Short exercise ▸ Write out the data from the line holding "range in the image above." through the line holding "(206, 1111)", inclusive, substituting "mountain ridge" for "mountain range" and leaving everything else unchanged.

>> start The records

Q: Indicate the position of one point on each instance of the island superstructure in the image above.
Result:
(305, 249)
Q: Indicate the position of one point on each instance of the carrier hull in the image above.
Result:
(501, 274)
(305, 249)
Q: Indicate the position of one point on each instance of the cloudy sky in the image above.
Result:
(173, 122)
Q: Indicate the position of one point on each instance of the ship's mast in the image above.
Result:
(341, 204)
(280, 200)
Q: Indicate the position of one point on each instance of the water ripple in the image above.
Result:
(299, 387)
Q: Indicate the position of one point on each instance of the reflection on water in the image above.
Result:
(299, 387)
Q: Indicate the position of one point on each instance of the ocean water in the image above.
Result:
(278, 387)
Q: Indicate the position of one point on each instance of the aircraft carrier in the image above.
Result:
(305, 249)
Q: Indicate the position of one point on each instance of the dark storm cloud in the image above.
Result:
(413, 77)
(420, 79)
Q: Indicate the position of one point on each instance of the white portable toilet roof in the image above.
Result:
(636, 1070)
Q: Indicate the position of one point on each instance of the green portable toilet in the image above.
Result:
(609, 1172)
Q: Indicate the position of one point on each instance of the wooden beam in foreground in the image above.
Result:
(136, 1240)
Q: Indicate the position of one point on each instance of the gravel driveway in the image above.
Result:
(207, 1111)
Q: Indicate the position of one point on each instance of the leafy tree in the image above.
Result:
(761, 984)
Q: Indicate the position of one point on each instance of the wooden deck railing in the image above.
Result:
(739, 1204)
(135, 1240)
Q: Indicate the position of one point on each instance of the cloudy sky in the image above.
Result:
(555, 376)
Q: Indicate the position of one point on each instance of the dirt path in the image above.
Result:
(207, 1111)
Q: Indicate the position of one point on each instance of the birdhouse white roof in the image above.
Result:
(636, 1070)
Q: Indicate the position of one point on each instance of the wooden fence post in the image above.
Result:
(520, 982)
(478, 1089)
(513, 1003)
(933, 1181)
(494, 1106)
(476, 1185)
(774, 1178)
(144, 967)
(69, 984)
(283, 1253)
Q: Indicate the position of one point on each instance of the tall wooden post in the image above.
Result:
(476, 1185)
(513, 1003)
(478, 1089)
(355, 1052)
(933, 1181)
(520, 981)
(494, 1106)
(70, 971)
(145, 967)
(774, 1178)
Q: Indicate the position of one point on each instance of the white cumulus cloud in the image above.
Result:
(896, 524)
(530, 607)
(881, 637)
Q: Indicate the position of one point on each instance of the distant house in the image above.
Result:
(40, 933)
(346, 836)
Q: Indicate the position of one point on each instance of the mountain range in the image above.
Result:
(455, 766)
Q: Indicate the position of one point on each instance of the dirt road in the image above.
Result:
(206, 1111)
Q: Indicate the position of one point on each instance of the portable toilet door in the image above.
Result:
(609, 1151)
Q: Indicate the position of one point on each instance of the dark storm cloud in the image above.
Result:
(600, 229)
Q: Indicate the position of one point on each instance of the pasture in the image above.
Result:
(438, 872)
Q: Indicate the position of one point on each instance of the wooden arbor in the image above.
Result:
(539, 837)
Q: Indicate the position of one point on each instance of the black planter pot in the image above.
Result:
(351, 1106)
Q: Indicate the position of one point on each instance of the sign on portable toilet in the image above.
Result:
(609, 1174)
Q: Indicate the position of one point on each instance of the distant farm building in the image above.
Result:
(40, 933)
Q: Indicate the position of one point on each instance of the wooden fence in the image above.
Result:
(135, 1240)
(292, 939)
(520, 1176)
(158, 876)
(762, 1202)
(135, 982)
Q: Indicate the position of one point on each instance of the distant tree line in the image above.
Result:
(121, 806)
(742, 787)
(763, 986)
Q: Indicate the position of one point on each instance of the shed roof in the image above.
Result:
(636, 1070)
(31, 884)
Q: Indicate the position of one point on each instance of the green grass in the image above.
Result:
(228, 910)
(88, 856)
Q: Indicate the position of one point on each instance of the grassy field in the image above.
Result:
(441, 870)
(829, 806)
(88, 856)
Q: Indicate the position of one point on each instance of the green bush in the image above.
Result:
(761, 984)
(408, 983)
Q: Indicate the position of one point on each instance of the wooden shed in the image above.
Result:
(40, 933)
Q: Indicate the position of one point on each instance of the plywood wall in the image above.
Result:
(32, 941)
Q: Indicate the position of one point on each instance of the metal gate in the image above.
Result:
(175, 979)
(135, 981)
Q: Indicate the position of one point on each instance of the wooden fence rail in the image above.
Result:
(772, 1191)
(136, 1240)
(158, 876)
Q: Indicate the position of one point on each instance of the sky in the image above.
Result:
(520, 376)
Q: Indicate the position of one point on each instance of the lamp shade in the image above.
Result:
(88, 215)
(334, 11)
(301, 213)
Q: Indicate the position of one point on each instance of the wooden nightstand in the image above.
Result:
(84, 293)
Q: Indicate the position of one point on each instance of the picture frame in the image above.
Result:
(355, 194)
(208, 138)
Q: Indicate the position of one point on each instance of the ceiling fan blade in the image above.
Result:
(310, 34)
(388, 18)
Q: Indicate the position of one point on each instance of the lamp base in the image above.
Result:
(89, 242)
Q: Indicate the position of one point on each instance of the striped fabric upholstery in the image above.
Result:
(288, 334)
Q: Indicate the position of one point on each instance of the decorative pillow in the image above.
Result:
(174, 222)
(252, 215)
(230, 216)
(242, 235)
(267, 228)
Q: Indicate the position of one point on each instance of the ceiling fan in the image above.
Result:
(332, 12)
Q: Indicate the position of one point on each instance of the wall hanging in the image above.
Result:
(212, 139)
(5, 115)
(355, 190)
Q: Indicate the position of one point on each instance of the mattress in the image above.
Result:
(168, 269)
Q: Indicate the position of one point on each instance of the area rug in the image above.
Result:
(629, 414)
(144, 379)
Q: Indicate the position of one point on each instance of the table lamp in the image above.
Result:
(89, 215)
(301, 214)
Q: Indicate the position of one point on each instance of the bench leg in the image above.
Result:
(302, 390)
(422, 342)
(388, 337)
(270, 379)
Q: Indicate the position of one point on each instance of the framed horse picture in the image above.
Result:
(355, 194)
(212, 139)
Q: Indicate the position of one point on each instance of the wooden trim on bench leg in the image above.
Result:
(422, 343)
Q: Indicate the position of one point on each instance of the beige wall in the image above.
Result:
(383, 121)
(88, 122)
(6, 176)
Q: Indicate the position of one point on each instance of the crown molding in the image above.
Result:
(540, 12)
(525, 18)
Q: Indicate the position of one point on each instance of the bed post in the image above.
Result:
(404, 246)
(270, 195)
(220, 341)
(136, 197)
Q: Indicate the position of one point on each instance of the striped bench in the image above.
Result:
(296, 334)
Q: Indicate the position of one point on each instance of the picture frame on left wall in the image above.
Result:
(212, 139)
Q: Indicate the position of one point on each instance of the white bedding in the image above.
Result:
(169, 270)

>> end The records

Answer in full ▸
Q: Indicate the position of one point on each instance of the mountain ridge in the image above.
Result:
(455, 766)
Q: Indicate the position of one point on each instance of the dirt road in the image above.
Result:
(206, 1111)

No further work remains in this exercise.